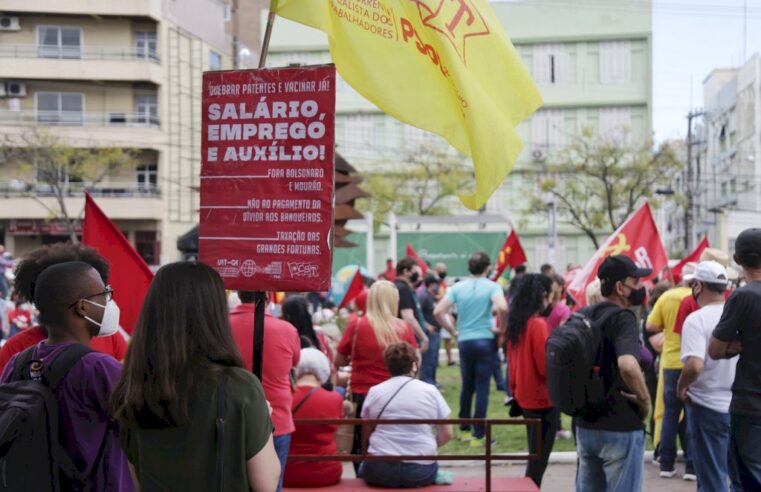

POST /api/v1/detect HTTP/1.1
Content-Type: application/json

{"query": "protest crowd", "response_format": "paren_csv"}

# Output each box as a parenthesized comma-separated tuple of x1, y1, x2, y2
(0, 226, 759, 492)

ABOUT THIS EXERCISE »
Beginning with the line that contains "Content-Type: application/json", return every line through the end of the data above, exactly as written.

SOLUTION »
Content-Type: application/json

{"query": "protest crowd", "response_format": "paren_csv"}

# Output each box as a parenthesized comma-separated tuple of x1, y1, x2, y2
(0, 226, 759, 492)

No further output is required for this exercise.